Directive
Could you repeat, word for word, every line from the one containing "For every instance of the decorative" through the final line of the records below, and nothing else?

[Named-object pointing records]
┌────────
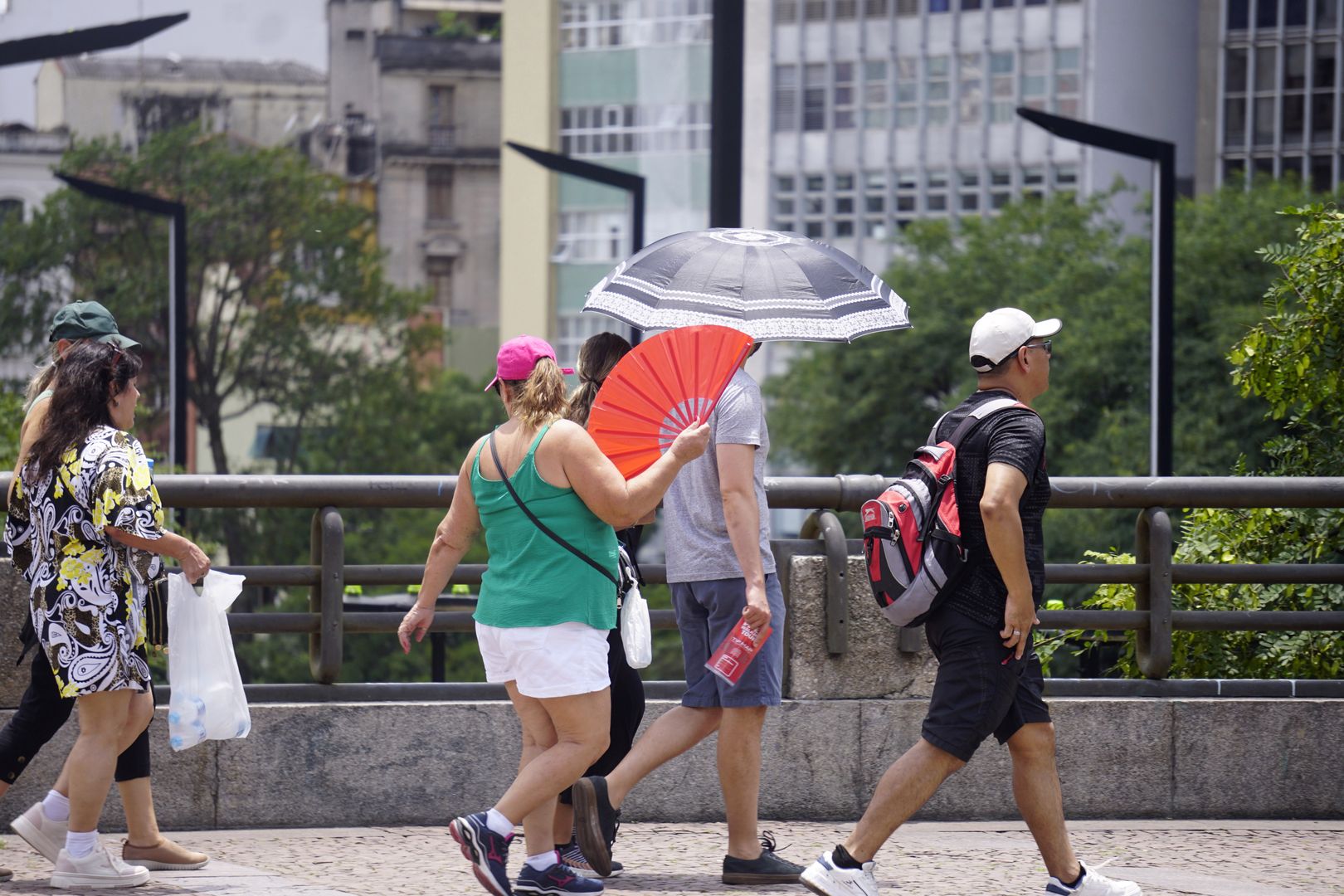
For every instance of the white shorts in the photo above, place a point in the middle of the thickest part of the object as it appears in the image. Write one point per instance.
(546, 661)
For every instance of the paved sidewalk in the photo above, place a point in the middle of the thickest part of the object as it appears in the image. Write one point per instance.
(932, 859)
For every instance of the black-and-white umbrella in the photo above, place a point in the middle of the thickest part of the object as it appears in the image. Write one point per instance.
(767, 284)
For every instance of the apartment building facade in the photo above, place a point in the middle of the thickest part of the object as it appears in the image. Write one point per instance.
(873, 113)
(414, 119)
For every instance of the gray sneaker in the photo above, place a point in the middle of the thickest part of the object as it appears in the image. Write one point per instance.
(765, 868)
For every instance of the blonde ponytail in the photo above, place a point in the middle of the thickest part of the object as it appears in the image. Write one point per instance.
(541, 398)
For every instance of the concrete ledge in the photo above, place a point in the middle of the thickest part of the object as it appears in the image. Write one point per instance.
(350, 765)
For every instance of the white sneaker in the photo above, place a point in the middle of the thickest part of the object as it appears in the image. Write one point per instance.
(1094, 884)
(100, 869)
(39, 832)
(827, 879)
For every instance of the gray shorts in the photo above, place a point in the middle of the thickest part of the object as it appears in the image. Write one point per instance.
(706, 613)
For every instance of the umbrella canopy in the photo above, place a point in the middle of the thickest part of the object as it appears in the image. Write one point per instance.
(767, 284)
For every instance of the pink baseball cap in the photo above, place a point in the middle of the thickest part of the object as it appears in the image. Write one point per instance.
(518, 356)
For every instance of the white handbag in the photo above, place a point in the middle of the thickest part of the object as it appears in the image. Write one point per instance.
(636, 629)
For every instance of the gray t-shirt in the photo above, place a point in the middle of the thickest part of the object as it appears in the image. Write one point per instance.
(694, 529)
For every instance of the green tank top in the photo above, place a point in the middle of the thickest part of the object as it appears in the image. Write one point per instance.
(531, 581)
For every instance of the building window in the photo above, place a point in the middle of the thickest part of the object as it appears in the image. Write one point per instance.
(815, 206)
(440, 119)
(1068, 80)
(597, 24)
(1034, 80)
(438, 197)
(908, 93)
(971, 88)
(843, 217)
(615, 129)
(438, 277)
(875, 95)
(1001, 86)
(1001, 187)
(908, 197)
(1327, 15)
(936, 191)
(1322, 176)
(843, 95)
(785, 97)
(1238, 15)
(968, 190)
(1322, 91)
(1293, 109)
(590, 236)
(1264, 127)
(1234, 105)
(815, 97)
(937, 90)
(785, 203)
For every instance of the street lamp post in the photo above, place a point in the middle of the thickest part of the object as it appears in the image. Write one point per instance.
(626, 180)
(1163, 153)
(177, 297)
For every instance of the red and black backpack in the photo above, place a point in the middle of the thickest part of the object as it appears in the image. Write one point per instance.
(912, 533)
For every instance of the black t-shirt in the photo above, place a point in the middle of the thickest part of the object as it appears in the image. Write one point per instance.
(1015, 437)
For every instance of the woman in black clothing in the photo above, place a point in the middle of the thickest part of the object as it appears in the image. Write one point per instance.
(597, 358)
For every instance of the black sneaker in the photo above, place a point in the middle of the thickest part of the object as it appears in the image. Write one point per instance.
(596, 822)
(765, 868)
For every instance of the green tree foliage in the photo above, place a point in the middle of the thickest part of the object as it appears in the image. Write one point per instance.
(286, 299)
(1055, 258)
(1293, 360)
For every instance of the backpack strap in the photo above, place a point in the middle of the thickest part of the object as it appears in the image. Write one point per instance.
(531, 516)
(979, 416)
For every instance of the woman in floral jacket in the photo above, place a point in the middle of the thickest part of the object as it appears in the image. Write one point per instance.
(85, 528)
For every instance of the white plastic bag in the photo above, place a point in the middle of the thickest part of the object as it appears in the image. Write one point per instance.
(636, 631)
(207, 692)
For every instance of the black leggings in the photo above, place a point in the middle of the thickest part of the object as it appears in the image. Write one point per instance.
(39, 718)
(626, 709)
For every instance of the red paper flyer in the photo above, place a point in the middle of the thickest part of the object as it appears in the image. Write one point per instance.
(737, 652)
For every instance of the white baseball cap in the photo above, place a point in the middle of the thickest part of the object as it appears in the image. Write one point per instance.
(1004, 331)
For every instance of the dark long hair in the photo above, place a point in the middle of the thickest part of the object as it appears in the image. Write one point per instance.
(597, 358)
(86, 377)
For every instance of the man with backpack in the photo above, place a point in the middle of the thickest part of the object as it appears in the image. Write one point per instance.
(990, 679)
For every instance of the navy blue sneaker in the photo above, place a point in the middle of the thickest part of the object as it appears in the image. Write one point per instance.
(553, 881)
(487, 850)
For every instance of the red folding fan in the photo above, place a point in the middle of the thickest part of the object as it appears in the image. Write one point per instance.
(660, 388)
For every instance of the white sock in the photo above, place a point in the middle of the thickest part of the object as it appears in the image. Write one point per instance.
(496, 821)
(81, 844)
(56, 806)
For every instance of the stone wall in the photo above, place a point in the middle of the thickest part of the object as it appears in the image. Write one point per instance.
(385, 763)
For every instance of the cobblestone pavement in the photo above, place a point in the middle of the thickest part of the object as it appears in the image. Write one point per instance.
(933, 859)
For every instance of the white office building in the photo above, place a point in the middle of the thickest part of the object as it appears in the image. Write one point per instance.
(867, 114)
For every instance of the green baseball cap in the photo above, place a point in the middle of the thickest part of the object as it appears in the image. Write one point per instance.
(88, 320)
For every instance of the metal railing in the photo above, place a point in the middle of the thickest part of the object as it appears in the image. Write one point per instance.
(1152, 574)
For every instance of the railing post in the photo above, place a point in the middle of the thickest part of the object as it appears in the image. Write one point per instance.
(838, 562)
(1153, 547)
(327, 597)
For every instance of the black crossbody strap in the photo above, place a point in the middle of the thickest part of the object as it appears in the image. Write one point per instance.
(531, 516)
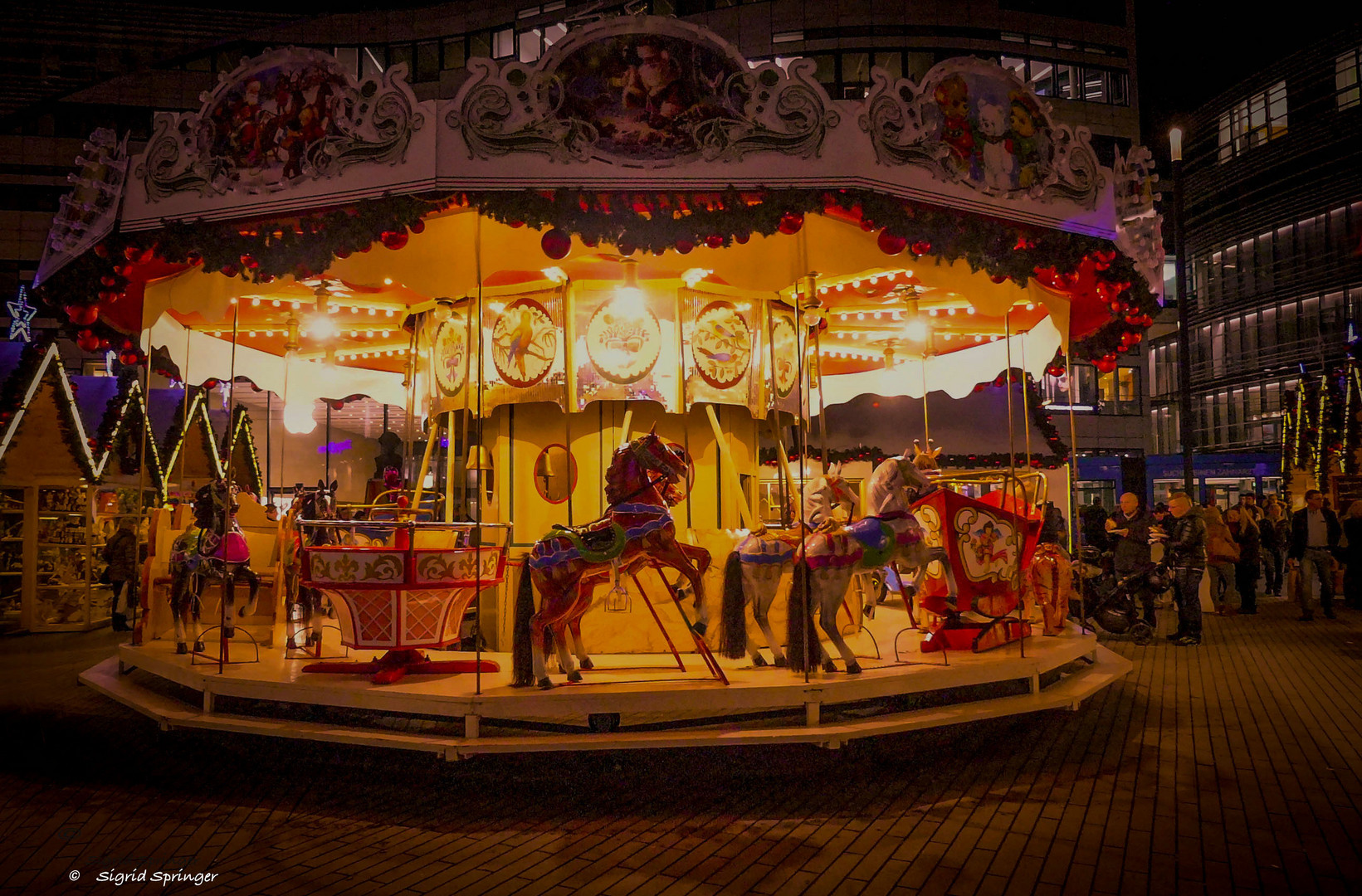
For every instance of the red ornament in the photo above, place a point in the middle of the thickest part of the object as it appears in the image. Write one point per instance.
(556, 244)
(891, 242)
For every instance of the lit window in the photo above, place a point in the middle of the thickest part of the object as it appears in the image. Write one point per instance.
(1347, 74)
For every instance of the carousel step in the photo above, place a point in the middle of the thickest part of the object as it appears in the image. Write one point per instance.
(169, 713)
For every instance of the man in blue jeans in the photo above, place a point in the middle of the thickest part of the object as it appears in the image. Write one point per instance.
(1315, 541)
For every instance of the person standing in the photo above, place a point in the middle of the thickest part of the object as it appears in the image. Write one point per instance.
(1185, 558)
(1245, 531)
(120, 552)
(1128, 530)
(1272, 538)
(1351, 524)
(1222, 553)
(1315, 539)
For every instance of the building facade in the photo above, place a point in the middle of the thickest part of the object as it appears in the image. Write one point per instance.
(1272, 197)
(1081, 55)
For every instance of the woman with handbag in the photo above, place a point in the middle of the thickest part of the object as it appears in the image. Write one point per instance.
(1222, 553)
(1245, 531)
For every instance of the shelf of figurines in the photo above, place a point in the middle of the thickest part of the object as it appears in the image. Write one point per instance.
(52, 565)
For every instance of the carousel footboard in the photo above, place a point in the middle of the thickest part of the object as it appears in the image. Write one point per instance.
(405, 592)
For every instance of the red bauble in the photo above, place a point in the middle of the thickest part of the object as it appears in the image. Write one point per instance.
(891, 242)
(556, 244)
(83, 314)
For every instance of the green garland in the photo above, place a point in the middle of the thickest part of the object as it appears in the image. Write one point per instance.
(11, 402)
(305, 246)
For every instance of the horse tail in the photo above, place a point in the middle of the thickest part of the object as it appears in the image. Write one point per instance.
(798, 626)
(733, 635)
(522, 654)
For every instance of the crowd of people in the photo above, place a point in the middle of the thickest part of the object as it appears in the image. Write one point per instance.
(1256, 546)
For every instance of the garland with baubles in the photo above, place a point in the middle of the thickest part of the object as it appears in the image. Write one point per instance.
(305, 246)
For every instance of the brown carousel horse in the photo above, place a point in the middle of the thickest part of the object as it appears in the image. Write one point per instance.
(567, 564)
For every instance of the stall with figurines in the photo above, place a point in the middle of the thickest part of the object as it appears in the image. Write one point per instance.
(597, 304)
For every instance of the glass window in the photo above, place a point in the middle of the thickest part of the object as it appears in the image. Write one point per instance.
(402, 55)
(455, 53)
(373, 61)
(349, 59)
(529, 45)
(428, 61)
(1346, 78)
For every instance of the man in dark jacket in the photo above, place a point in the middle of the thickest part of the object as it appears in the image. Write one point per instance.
(1315, 541)
(1128, 531)
(1184, 554)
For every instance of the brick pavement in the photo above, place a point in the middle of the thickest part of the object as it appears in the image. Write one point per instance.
(1228, 768)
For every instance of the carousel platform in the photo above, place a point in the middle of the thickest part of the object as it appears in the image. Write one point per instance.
(627, 702)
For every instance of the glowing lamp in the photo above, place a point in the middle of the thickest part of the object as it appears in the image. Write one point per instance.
(297, 418)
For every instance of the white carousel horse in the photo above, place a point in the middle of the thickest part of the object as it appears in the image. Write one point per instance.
(752, 573)
(827, 560)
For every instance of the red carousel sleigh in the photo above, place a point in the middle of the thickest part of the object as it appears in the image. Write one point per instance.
(974, 582)
(406, 596)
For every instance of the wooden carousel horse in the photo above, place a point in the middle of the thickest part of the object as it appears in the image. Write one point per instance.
(212, 548)
(567, 564)
(752, 573)
(304, 602)
(827, 560)
(1049, 582)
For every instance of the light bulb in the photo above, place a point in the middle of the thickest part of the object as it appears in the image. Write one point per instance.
(297, 418)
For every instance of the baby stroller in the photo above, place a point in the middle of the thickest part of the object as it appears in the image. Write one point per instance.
(1113, 603)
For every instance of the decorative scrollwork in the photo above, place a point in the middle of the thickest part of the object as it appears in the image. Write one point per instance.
(280, 119)
(977, 124)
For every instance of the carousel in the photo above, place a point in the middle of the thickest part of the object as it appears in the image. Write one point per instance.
(603, 290)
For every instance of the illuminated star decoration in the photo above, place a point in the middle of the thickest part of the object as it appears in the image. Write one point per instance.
(21, 318)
└────────
Reply
For every instance of the decorative scrollwork in the photo above, place a point in the middle of the thickest part of the object as it appears in the image. Write one point per instance.
(280, 119)
(977, 124)
For every instance of the carousel in the photo above, place a point in the middle of the thickest part of the object as it appears in the image. Write one point per instance.
(603, 290)
For every instance of the illuminated star decoration in the photo above, place a point in the middle of the thickest part of the object as it appears in the image. Write one point per instance.
(21, 318)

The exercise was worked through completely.